**GIVEN TASK:**
Could you format the items below, from the line containing "instance of the sky" through the end of the items, both ends included, as a JSON list of strings with one string per line and blank lines omitted?

**SOURCE DATA:**
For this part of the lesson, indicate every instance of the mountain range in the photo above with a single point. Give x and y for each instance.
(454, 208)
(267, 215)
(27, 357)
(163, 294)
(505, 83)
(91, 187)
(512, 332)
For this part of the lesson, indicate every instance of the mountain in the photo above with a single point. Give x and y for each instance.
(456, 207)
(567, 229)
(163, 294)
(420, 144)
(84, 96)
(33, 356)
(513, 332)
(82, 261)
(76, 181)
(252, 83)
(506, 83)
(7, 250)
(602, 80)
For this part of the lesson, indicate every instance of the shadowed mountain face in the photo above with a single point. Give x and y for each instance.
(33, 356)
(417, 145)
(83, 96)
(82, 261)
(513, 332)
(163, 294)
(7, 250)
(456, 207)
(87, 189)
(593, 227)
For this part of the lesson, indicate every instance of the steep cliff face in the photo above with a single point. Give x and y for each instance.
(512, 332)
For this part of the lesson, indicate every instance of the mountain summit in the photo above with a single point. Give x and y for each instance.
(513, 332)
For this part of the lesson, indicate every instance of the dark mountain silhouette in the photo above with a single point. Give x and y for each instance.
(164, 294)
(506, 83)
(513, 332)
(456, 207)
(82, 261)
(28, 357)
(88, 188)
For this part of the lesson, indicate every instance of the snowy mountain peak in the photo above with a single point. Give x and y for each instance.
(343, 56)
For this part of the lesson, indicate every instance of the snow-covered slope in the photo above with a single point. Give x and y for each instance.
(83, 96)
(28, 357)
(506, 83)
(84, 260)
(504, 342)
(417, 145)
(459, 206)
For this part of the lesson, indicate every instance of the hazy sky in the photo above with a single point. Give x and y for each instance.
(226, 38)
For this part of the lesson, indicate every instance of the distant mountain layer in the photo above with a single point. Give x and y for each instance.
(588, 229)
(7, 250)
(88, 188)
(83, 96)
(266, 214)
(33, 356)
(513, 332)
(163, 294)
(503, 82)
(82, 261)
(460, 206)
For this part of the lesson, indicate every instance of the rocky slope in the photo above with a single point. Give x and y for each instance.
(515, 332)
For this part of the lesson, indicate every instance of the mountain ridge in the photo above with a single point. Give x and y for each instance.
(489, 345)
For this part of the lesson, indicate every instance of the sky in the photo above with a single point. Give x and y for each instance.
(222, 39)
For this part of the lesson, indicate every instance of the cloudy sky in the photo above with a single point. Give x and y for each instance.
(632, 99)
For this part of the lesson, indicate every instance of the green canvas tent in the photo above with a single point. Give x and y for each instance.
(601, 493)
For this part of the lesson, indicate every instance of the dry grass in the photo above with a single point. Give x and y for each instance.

**OUTPUT FOR THIS TASK:**
[
  "For this part of the lesson, indicate every instance of the sky in the photo above with a single point. Give x and y for each instance.",
  "(222, 39)",
  "For this part of the lesson, indicate every instance of the cloudy sky in the photo above with a single point. Give x and y for each instance.",
  "(632, 99)",
  "For this part of the lesson, indicate every instance of the green canvas tent in the photo above with a single point. Give x and y for each instance.",
  "(601, 493)",
  "For this part of the lesson, indicate every instance of the dry grass in the photo above with a single point. Give x and y for each instance."
]